Excerpted passage: Begin

Correct me if I'm wrong here, but Duhon can't be moved prior to august 15th (without his permission) and he can't be traded to Toronto at all. After August 15th, he can be traded outright. One question I have is: after the 15th of August, can he be traded to Toronto? 

I would think a short list of teams that might be interested in Duhon would be Toronto, Atlanta, Cleveland and maybe the Lakers. With Toronto, I would think a swap of Du for Peterson might work out well for both teams. Atlanta I'm not sure anything could be done. At #5 they're poised to get a pretty good point if they don't mess it up again. (Ya'd think they'd learn that they really need a point guard more than anything and they keep drafting these 2's and 3's!). Cleveland? I don't know what would work there. Maybe some sort of a sign and trade with Gooden? Trade Du straight-up for the 25th pick? Eh. The Lakers have nothing we'd really need. I understand they've got a pretty good 2-guard who's a pretty good defender, but other than that - nothin.

Excerpted passage: End
Dataset entries: Begin

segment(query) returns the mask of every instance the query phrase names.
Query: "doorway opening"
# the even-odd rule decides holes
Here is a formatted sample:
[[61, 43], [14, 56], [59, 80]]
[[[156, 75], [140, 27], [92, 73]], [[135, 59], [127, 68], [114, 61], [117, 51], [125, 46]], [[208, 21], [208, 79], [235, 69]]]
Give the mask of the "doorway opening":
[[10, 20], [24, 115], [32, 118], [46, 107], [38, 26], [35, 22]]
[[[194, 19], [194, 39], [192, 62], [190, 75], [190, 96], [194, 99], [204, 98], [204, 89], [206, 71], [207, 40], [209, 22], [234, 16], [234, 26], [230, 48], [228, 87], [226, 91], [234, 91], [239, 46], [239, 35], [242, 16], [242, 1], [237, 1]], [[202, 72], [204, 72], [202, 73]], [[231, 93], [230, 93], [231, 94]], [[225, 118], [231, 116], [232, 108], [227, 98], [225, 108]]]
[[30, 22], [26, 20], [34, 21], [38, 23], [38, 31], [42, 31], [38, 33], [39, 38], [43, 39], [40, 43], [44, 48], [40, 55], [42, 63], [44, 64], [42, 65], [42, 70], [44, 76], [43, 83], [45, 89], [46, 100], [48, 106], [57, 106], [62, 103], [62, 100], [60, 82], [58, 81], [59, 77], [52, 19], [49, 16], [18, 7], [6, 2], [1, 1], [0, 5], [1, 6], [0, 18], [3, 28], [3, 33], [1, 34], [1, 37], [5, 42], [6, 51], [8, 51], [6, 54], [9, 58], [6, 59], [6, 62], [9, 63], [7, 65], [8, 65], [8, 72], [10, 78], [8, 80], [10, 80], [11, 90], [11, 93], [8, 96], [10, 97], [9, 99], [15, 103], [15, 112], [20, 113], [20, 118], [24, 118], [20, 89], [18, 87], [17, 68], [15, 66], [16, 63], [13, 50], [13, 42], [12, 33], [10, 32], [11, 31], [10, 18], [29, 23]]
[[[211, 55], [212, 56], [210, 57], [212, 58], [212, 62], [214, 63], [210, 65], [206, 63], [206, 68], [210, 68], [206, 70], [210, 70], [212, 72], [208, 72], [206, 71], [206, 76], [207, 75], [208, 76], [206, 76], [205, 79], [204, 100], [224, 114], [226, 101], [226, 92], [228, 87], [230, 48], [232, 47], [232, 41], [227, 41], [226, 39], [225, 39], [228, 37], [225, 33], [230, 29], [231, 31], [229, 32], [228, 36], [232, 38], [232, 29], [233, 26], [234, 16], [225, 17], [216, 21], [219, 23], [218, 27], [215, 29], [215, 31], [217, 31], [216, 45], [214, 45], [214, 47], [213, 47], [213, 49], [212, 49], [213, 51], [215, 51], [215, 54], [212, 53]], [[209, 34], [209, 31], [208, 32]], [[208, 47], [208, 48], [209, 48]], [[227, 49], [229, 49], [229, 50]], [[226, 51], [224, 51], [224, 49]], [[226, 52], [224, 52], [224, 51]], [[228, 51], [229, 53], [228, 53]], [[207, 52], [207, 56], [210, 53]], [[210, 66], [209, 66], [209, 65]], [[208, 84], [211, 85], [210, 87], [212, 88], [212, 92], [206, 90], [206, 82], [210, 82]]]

Dataset entries: End

• Required action 1:
From the Duhon trade post above, set down the stretch from "I would think a short" through "that - nothin." word for word.
• Required action 2:
Answer these from the Duhon trade post:
(a) Before what date can Duhon not be moved without his permission?
(b) Which player does the post suggest swapping Duhon for in a deal with Toronto?
(c) What pick does the post float trading Duhon straight-up for?
• Required action 3:
According to the Duhon trade post, why is it unclear whether any deal could be done with Atlanta? Answer in one to three sentences.

• Expected output 1:
I would think a short list of teams that might be interested in Duhon would be Toronto, Atlanta, Cleveland and maybe the Lakers. With Toronto, I would think a swap of Du for Peterson might work out well for both teams. Atlanta I'm not sure anything could be done. At #5 they're poised to get a pretty good point if they don't mess it up again. (Ya'd think they'd learn that they really need a point guard more than anything and they keep drafting these 2's and 3's!). Cleveland? I don't know what would work there. Maybe some sort of a sign and trade with Gooden? Trade Du straight-up for the 25th pick? Eh. The Lakers have nothing we'd really need. I understand they've got a pretty good 2-guard who's a pretty good defender, but other than that - nothin.

• Expected output 2:
(a) August 15th
(b) Peterson
(c) The 25th pick

• Expected output 3:
Atlanta holds the #5 pick and is poised to get a pretty good point guard there, as long as they don't mess it up again.